* **Passage shown**:
^^^^^^^^^^^^^^^^

On 2018-01-03 00:23, Arnd Bergmann wrote:

On Tue, Jan 2, 2018 at 4:36 PM, Wang, Haiyue <haiyue.wang@linux.intel.com> wrote:

On 2018-01-02 23:13, Arnd Bergmann wrote:

On 2017-12-31 07:10, Arnd Bergmann wrote:

On the slave side, it seems that aspeed have implemented the
virtual wires partially in hardware and require a driver like the one
you wrote to reply to some of the wires being accessed by the host,
but again it seems plausible that this could be implemented in another
BMC using a generic SPI slave and a transaction layer written
entirely in software.

Yes, you are right, Aspeed have implemented the virtual wires partially.
Tthat's why I named it
as aspeed-espi-slave driver.

Maybe the name should be more specific and refer to only virtual-wire
rather than espi-slave?

We changed Aspeed's reference code about virtual-wire to production code,
which meets the upstream code style. If other people used new features in eSPI
slave, they can add into this place one by one, which is proved to work. This is
a eSPI slave start point for Aspeed, not just virtual wires.

I fear this could tie the application-level protocol too closely to the aspeed
hardware driver. More on that below.

Looks like yes, for eSPI is new thing, not sure other BMC chip company how to design the eSPI slave.


      

        

          

            
You can image bellowing work path:

  KCS    Mailbox  Snoop (Port 80)  UART ....
    ^        ^                 ^                          ^
    |         |                |                           |
    |         |                |                           |
     \        |                /                          /
              { LPC IP }            <-------------------- { eSPI IP to
decode
the mmio address }


          

          
This is all handled by the drivers/misc/aspeed-lpc-snoop.c driver, right?


        

        
This driver just handle port 80. And later may have kcs-bmc.c upstream from
openbmc
project: https://github.com/openbmc/docs/blob/master/kernel-development.md


      

      
Ok.



      

        

          

            
And in our first generation eSPI x86 server, we  just use the eSPI new
function to decode the VW to boot the PCH (eSPI master).

Other functions such as GPIO SMBus, we didn't use it. So for making
things clean, we just keep the basic code, which is verified and tested
well.


          

          
For the upstream submission, having the code verified and tested
is secondary, it most of all must be maintainable in the future ;-)

^^^^^^^^^^^^^^^^

* **Information given**:
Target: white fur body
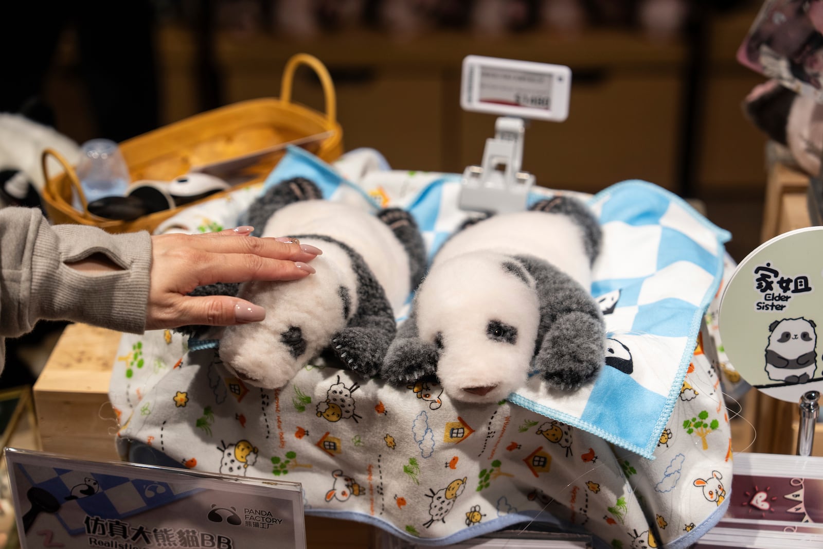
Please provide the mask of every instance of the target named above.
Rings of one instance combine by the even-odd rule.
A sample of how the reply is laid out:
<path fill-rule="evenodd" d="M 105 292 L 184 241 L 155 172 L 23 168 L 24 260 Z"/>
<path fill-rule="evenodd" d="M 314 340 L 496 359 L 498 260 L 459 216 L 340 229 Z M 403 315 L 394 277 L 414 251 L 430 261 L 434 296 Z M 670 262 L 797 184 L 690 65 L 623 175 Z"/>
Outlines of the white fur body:
<path fill-rule="evenodd" d="M 479 250 L 533 255 L 589 291 L 592 268 L 583 241 L 583 230 L 569 216 L 544 212 L 500 214 L 467 227 L 449 239 L 435 256 L 432 267 Z"/>
<path fill-rule="evenodd" d="M 325 201 L 295 202 L 278 210 L 263 230 L 264 236 L 303 234 L 328 235 L 364 257 L 398 310 L 408 296 L 409 263 L 402 244 L 380 220 L 366 212 Z M 285 385 L 309 361 L 346 327 L 359 305 L 357 276 L 349 254 L 340 245 L 321 239 L 301 238 L 301 244 L 323 250 L 311 261 L 312 275 L 296 281 L 249 282 L 239 297 L 266 309 L 258 323 L 228 327 L 221 339 L 224 364 L 253 385 L 277 388 Z M 344 314 L 341 286 L 350 305 Z M 298 356 L 281 341 L 281 334 L 299 327 L 306 348 Z"/>
<path fill-rule="evenodd" d="M 516 236 L 515 236 L 516 235 Z M 444 391 L 466 402 L 495 402 L 528 379 L 537 343 L 540 301 L 524 268 L 507 272 L 513 255 L 545 259 L 591 286 L 583 233 L 563 214 L 523 212 L 484 220 L 452 237 L 435 256 L 416 297 L 421 338 L 443 342 L 437 375 Z M 487 333 L 490 319 L 517 328 L 514 344 Z M 495 387 L 486 395 L 467 388 Z"/>
<path fill-rule="evenodd" d="M 356 212 L 328 200 L 295 202 L 269 220 L 263 235 L 324 235 L 347 244 L 363 257 L 397 312 L 411 291 L 408 255 L 385 223 L 367 212 Z M 311 244 L 325 254 L 324 241 Z"/>
<path fill-rule="evenodd" d="M 0 170 L 16 168 L 25 172 L 37 190 L 42 191 L 45 179 L 40 156 L 47 147 L 62 154 L 71 165 L 76 165 L 80 157 L 80 147 L 71 138 L 24 116 L 0 113 Z M 61 171 L 57 161 L 49 157 L 49 174 Z"/>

^^^^^^^^^^^^^^^^

* **Given task**: Swap "production code" for "release code" and reproduce the email thread from "Tthat's why I" up to and including "on that below.".

* **Answer**:
Tthat's why I named it
as aspeed-espi-slave driver.

Maybe the name should be more specific and refer to only virtual-wire
rather than espi-slave?

We changed Aspeed's reference code about virtual-wire to release code,
which meets the upstream code style. If other people used new features in eSPI
slave, they can add into this place one by one, which is proved to work. This is
a eSPI slave start point for Aspeed, not just virtual wires.

I fear this could tie the application-level protocol too closely to the aspeed
hardware driver. More on that below.